* **Extrait fourni**
################
Le plus étonnant n’est sans doute pas qu’une ministre ait pu proférer une telle niaiserie mais que des gens aient pu la croire…

 - Et non, il n’y a aucun risque d’étouffement en respirant votre gaz carbonique. Deux preuves à cela : il est excessivement rare que les chirurgiens meurent dans d’atroces souffrances à l’issue d’opérations pendant lesquelles ils portent un masque pendant de longues heures. Et puis, si l’oxygène traverse votre masque dans un sens et vous permet de respirer, il y a de grandes chances que le dioxyde de carbone que vous rejetez passe également dans l’autre sens. Ben oui. Les molécules ont grosso modo la même taille.

 

2 - Le respect des distances sanitaires

Là aussi, la proposition est complexe ; il s‘agit de laisser en permanence une distance d’environ un mètre ou deux entre vous et les individus de votre espèce.

 

Laissez-moi tout d’abord vous rassurer : Contrairement à ce que beaucoup semblent penser, dans une file d’attente, vous demeurerez environ dans le même espace-temps que votre voisin, et vous arriverez donc à la caisse à peu près au même moment que si vous étiez resté collé à lui. Si, je vous assure. La différence de temps est minime.

 

Mais qu’est-ce qu’un mètre, me direz-vous ? ? C’est une excellente question, que je vous remercie d’avoir posée. Sa définition est complexe, et a évolué au cours du temps.

D’abord défini comme la 1/10 000 000 partie de la distance du pôle Nord à l'équateur, les scientifiques se sont vite rendu compte de la complexité de cette description et ont décidé de faire plus simple.

Désormais, le mètre est défini comme étant la longueur du trajet parcouru par la lumière dans le vide pendant une durée d'un 299 792 458ème de seconde. La seconde, et pardon de rappeler ici cette évidence, étant elle-même définie en fonction de ΔνCs , qui est la fréquence de la transition hyperfine de l’état fondamental de l’atome de césium 133 non perturbé, égale à 9 192 631 770 Hertz.
################
* **Enregistrements sources**
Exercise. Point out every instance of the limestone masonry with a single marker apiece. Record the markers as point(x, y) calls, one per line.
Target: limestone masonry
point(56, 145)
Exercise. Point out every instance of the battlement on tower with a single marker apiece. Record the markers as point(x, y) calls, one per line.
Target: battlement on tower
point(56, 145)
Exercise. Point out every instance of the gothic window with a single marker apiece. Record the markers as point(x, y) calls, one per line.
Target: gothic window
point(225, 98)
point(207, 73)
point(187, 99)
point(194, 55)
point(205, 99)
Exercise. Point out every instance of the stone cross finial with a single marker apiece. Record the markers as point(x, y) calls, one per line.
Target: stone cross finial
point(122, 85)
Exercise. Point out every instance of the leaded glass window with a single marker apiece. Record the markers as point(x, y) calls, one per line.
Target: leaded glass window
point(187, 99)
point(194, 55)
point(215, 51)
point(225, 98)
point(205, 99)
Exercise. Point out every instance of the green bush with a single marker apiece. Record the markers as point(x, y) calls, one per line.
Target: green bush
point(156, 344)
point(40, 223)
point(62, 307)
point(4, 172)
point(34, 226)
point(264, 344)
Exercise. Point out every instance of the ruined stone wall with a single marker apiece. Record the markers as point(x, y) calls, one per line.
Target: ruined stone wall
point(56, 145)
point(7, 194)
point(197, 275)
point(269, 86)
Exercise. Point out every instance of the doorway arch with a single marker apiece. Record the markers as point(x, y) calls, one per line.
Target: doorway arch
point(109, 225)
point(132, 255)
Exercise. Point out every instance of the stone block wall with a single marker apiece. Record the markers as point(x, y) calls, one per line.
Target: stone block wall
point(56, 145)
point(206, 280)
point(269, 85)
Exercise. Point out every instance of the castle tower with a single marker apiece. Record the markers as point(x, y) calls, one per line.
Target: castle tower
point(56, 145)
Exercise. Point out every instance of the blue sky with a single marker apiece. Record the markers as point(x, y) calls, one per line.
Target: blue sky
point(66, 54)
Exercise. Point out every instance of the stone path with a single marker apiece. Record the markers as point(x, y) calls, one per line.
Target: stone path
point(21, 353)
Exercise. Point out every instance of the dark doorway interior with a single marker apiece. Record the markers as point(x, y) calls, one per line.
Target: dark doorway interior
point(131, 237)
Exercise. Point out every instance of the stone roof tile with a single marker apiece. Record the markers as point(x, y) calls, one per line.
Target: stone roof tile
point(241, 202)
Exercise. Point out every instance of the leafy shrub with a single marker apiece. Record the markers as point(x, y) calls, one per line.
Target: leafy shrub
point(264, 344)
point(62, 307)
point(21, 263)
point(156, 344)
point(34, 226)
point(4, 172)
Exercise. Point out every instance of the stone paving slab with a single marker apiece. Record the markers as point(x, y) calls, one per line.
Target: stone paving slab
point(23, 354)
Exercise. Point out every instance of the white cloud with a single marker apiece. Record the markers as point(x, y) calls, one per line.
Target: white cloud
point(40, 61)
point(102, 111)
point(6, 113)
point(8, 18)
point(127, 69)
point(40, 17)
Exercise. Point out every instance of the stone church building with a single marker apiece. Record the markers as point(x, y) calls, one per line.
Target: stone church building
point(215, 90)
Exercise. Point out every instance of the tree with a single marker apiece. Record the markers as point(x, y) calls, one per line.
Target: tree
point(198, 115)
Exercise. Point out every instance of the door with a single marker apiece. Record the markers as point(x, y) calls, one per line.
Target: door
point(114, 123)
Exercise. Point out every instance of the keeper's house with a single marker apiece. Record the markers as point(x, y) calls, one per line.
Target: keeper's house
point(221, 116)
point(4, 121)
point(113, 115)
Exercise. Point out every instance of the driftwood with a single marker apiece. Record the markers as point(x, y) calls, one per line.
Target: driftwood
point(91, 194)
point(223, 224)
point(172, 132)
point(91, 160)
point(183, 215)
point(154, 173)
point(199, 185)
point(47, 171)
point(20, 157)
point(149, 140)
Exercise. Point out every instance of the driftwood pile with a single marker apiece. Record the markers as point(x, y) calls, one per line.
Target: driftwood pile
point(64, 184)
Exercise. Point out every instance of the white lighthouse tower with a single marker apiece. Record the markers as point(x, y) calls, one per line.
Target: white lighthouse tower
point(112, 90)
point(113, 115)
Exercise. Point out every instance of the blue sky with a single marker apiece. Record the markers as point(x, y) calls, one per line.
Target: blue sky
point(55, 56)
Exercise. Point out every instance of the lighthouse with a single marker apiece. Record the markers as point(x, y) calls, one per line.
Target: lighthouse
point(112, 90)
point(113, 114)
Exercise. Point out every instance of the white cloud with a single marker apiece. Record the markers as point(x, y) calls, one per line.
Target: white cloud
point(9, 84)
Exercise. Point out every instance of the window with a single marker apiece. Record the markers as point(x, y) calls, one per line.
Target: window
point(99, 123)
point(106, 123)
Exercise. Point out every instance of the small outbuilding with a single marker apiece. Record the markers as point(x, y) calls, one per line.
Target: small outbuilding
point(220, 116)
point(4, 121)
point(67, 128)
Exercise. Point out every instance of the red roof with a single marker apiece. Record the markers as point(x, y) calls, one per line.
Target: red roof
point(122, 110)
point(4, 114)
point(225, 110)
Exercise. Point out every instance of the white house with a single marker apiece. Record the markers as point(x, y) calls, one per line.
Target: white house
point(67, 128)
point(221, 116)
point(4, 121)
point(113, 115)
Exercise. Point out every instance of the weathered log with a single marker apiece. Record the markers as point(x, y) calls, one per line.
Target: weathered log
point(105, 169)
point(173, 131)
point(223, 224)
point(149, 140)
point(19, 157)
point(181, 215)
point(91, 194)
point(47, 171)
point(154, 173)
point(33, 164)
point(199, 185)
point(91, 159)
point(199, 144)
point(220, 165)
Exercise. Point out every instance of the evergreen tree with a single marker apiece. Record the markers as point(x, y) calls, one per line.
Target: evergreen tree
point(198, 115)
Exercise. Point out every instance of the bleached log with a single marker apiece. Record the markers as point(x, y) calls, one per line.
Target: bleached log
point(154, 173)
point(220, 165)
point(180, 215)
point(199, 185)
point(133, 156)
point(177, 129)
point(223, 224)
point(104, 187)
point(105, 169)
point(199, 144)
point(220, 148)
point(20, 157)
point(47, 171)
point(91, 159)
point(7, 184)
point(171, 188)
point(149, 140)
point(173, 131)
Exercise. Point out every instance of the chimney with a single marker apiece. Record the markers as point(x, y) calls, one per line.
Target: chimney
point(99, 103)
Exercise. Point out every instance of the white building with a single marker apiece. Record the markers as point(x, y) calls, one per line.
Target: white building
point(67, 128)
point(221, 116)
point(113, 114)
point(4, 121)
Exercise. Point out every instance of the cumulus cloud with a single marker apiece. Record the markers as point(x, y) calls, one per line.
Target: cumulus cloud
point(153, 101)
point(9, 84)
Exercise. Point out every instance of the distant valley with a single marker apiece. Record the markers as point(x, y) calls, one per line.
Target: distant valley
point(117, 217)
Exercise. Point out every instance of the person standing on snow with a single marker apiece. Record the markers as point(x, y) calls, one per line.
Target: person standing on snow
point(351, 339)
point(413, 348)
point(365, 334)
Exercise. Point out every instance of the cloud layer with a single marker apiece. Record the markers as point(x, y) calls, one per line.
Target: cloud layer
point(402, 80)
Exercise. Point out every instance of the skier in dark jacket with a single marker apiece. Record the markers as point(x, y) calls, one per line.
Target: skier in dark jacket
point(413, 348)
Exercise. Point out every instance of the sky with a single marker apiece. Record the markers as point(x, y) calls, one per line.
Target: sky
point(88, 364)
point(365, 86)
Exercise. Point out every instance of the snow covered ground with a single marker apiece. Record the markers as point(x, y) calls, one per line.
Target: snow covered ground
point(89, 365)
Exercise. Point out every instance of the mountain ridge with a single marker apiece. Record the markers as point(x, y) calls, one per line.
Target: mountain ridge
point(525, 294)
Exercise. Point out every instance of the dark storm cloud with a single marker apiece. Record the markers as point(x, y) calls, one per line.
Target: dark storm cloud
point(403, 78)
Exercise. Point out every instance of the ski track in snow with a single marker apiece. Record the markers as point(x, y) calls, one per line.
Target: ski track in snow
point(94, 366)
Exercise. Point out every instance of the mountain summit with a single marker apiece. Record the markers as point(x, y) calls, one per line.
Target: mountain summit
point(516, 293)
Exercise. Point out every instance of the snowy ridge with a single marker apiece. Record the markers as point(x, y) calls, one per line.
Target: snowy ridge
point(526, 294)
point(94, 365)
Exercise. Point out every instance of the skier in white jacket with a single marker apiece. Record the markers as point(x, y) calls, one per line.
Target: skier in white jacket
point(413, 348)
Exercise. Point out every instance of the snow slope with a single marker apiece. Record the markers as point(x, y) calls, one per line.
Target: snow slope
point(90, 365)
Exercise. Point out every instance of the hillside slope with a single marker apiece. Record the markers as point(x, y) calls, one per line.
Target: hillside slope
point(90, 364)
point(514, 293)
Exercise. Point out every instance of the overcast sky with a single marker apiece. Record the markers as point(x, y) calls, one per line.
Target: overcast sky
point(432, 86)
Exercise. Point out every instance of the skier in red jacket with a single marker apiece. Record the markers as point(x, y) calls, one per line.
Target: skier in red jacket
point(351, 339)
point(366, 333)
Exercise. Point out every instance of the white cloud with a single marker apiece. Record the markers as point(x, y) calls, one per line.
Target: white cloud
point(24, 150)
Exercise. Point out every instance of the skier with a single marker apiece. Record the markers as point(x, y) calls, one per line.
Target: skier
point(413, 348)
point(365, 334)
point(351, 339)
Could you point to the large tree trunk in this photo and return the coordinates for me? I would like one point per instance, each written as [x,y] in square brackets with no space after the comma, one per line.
################
* **Tâche demandée 1**
Relevez toutes les valeurs numériques écrites en chiffres dans l'extrait.
* **Tâche demandée 2**
Selon l'extrait, quelle a été la première définition du mètre ?

* **Réponse 1**
2
1/10 000 000
299 792 458
133
9 192 631 770

* **Réponse 2**
La 1/10 000 000 partie de la distance du pôle Nord à l'équateur.